* BEGIN Records shown *
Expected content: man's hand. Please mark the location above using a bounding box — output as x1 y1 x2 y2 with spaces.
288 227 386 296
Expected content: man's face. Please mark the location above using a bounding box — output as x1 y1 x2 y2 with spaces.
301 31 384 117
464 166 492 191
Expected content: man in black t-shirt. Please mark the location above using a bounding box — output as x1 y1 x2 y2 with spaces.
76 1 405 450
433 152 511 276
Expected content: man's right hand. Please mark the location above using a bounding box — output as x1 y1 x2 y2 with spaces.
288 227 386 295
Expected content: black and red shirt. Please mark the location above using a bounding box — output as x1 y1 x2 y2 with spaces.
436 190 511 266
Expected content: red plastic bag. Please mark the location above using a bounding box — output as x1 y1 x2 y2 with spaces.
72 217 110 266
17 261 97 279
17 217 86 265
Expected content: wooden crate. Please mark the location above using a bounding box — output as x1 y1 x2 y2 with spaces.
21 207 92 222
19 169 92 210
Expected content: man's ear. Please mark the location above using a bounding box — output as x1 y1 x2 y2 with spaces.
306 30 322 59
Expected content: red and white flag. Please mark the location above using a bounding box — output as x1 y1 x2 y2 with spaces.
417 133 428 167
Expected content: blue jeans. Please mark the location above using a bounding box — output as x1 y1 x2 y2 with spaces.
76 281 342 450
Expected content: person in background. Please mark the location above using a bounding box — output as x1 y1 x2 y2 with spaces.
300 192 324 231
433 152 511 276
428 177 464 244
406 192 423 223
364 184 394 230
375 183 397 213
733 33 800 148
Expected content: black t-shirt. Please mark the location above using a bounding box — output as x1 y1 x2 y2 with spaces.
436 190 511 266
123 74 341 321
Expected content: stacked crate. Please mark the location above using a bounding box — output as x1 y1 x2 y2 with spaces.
* END Records shown *
#### Problem requirements
Rewrite all of the entries above as a numbered list, with blank lines omitted.

#### Solution to the problem
1. Expected content: man's hand. Please mark the location above using a bounding box — output as x1 y1 x2 y2 with spaces.
2. 288 227 386 296
3. Expected content: man's face. Please mark the location above using a bounding box — output as x1 y1 x2 y2 with spaces.
4. 301 31 384 117
5. 464 166 492 191
6. Expected content: man in black t-shirt. Please mark the location above using a bounding box — output as x1 y1 x2 y2 with spaces.
7. 76 1 405 450
8. 433 152 511 276
9. Expected content: man's right hand. Please mark the location above using a bounding box — output as x1 y1 x2 y2 with spaces.
10. 288 227 386 295
11. Expected content: black and red shirt. Please mark the location above using a bounding box — output as x1 y1 x2 y2 with spaces.
12. 436 190 511 266
13. Expected content: red plastic bag. Please mark the location above using a bounding box — output as x1 y1 x2 y2 with spaces.
14. 72 217 110 266
15. 17 261 97 279
16. 17 217 86 265
17. Expected content: wooden crate. Please mark the location above using a bounding box — output as x1 y1 x2 y2 with spaces.
18. 21 207 92 222
19. 19 169 92 210
20. Expected content: man's ear. Please mark the location above using a bounding box — output as x1 y1 x2 y2 with spaces.
21. 306 30 322 59
22. Expected content: red and white flag. Please mark the location above using a bounding box — output as x1 y1 x2 y2 with spaces.
23. 417 133 428 167
24. Expected content: blue jeans. Please mark the location above using a bounding box — output as x1 y1 x2 y2 with spaces.
25. 76 281 342 450
26. Expected content: person in background. Please mark the location above using a bounding box — output as x1 y1 x2 y2 with spaces.
27. 300 192 324 231
28. 433 152 511 276
29. 428 177 464 244
30. 406 192 423 223
31. 364 184 394 230
32. 375 183 397 213
33. 733 33 800 148
34. Expected content: black t-shirt. Please mark the location above using a bounding box — output as x1 y1 x2 y2 with spaces.
35. 436 190 511 266
36. 123 74 341 321
37. Expected content: stacked crate. Please mark the location above using a bounding box — output as x1 y1 x2 y2 with spaces.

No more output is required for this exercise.